▸ **Document segment**
# Mystery Snails eat dead fish?



## squilky (Jun 3, 2010)

I noticed one of my guppies wasn't looking too good. When I returned home, there was no sign of the guppy anywhere. Is it possible a pair of mystery snails could have eaten it, if it died?


----------



## isimek (Jun 9, 2010)

do you have any other fish in that tank?


----------



## kitten_penang (Mar 26, 2008)

i woke up to find bones in he tank.my shrimp id it.snails do eat meat too ocasionally


----------



## isimek (Jun 9, 2010)

crazy scavengers.


----------



## dfbiggs (May 19, 2010)

Yeah I thought the same thing..thought they would choose veggies over meat. When my husband had temporarily put his black neons in my tank with golden snails..one fish died and 2 of the snails were like fighting over the dead body.. So then I figured i am going to start adding meaty food to their diet.. Something else surprised me to..I was told that golden snails will eat your plants..they don't even bother them..guess i keep them well fed though.


----------



## kitten_penang (Mar 26, 2008)

the algae eater attack plants too so beig well fed does keep the plants safe =)


----------



## dfbiggs (May 19, 2010)

I keep a Bellagio Buffet for mine now..started out a small China Buffet...but now extraordinary!


----------



## kitten_penang (Mar 26, 2008)

lol spoiled snails =) escargot anyone?


----------



## dfbiggs (May 19, 2010)

:shock:


----------



## kitten_penang (Mar 26, 2008)

kidding i'm not French ...


----------



## dfbiggs (May 19, 2010)

Well to be honest i have an Italian background and I used to eat snails on a yearly basis. Used to be good.. now I see them as pets. I LOVE SUSHI THOUGH! Is that the wrong thing to say on here?


----------



## kitten_penang (Mar 26, 2008)

nope i eat salmon shasimi each time i see really good quality fresh salmon on the menu.
everyone heres eats fish maybe we don't talk about but we still do eat it.


----------



## isimek (Jun 9, 2010)

I refuse to eat what I own... but that involves specific species...

If I owned salmon, I would probably stop eating it (it tastes too good to own!)

▸ **Directions**
1) In the forum thread about mystery snails, what did two of the golden snails do after one of the black neons died?
2) Carry on the forum thread about mystery snails eating dead fish from its last post.

▸ **Point labeling examples**
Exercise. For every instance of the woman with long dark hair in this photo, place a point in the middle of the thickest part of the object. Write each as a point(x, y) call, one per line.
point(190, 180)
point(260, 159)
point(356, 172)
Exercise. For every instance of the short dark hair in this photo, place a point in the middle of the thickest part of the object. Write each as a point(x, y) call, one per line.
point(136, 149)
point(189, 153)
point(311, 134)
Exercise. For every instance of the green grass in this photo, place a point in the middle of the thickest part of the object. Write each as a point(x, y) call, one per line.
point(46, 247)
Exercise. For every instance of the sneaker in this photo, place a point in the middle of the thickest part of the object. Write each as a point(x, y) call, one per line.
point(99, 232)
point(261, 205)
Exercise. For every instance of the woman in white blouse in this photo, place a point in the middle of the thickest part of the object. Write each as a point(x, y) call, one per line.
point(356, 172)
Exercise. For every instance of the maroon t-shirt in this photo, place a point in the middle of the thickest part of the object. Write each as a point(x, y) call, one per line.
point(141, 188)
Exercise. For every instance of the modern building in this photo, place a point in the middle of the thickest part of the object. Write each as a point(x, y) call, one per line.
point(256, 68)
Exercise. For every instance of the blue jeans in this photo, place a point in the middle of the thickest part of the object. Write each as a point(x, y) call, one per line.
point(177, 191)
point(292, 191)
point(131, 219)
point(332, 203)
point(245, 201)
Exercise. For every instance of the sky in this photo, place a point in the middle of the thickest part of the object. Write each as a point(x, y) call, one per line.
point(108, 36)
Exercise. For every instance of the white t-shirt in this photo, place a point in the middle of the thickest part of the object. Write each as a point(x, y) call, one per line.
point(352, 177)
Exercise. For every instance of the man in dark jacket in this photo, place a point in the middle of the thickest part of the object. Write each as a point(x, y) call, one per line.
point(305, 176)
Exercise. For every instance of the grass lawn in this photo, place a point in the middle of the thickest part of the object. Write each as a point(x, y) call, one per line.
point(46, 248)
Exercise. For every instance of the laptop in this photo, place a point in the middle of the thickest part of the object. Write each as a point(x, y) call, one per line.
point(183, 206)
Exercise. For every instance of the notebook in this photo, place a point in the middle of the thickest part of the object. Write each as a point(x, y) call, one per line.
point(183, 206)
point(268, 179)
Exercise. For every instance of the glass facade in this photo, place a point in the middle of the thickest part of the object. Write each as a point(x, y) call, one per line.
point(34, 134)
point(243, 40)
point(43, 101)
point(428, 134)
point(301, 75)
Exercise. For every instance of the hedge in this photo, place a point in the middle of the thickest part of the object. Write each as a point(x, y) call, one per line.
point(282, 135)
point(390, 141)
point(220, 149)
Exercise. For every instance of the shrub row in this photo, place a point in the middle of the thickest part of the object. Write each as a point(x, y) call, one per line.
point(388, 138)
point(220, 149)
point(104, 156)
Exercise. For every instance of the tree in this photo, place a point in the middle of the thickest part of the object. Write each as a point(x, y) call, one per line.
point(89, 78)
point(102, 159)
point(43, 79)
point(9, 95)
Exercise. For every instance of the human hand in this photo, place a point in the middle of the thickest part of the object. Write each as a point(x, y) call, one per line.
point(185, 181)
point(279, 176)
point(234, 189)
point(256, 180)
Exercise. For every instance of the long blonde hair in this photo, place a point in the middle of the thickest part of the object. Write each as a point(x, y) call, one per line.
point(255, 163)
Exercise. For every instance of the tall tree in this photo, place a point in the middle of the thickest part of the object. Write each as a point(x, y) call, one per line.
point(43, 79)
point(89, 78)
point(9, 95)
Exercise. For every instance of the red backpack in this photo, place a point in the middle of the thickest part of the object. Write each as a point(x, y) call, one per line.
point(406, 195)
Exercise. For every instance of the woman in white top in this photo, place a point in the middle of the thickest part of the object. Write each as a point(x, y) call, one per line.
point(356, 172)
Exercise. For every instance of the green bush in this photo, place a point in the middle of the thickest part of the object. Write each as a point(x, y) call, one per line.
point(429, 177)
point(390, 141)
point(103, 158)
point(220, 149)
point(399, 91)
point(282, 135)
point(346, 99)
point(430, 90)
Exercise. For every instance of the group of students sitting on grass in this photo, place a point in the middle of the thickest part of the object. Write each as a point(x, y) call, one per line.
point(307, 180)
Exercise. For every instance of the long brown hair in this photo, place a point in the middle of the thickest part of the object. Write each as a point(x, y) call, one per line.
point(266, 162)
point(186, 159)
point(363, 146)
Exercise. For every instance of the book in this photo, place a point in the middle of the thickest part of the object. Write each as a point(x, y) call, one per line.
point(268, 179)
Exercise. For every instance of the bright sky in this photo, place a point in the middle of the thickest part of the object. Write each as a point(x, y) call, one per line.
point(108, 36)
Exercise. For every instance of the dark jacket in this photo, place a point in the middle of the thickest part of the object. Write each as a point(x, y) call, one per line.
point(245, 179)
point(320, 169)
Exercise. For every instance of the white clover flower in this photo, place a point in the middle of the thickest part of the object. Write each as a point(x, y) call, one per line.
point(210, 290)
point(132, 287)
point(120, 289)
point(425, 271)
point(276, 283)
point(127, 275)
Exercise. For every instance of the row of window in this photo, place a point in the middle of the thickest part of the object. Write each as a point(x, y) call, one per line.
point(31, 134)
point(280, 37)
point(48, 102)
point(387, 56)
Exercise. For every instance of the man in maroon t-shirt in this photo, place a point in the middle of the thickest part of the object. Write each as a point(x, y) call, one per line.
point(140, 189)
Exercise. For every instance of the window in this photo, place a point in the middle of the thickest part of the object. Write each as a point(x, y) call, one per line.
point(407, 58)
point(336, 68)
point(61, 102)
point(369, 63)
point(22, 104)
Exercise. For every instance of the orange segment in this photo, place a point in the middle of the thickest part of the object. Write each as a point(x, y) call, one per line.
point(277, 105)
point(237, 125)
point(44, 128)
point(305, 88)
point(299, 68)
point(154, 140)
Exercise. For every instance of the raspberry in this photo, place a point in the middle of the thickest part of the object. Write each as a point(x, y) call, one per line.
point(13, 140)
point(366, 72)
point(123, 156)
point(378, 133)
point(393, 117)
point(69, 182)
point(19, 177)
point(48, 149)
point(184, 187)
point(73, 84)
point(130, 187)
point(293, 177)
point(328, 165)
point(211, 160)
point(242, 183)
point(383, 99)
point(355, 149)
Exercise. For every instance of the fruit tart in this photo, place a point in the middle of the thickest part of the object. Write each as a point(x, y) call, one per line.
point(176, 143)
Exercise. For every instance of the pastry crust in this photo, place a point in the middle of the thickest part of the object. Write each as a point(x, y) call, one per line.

▸ **Answer list**
1) They seemed to fight over the dead fish's body.

2)
I will never eat guinea pig (eaten in peru) I would never eat rabbit. I would never eat cat. I would never eat Clown Loach (eaten in the countries they come from) etc...


----------



## dfbiggs (May 19, 2010)

isimek said:


> I refuse to eat what I own... but that involves specific species...
> 
> If I owned salmon, I would probably stop eating it (it tastes too good to own!)
> 
> I will never eat guinea pig (eaten in peru) I would never eat rabbit. I would never eat cat. I would never eat Clown Loach (eaten in the countries they come from) etc...


 
See really the only fish I eat is unagi (eel) sushi. I don't plan on eating guinea pig..I love rabbit only I gave it up many years ago. Guess it depends on what country I find myself in next..I will have to adapt or starve.

I plan on getting an eel in the future maybe I will go back to being a vegetarian.


----------



## kitten_penang (Mar 26, 2008)

we don't eat dogs but a lot of people in china do =( but thats because they were brought up differently. dogs to them are like cows to us


----------



## redchigh (Jan 20, 2010)

Actually that reminds me of a prank I almost did back when wal mart sold hamsters and guinea pigs...

I was going to check out with the hamster, a filet knife, a large pan, and seasonings and see if the cashier looked at me funny. 

If I didn't get any kind of look, I'd hold the hamster and the pan up and say "You think it's big enough?"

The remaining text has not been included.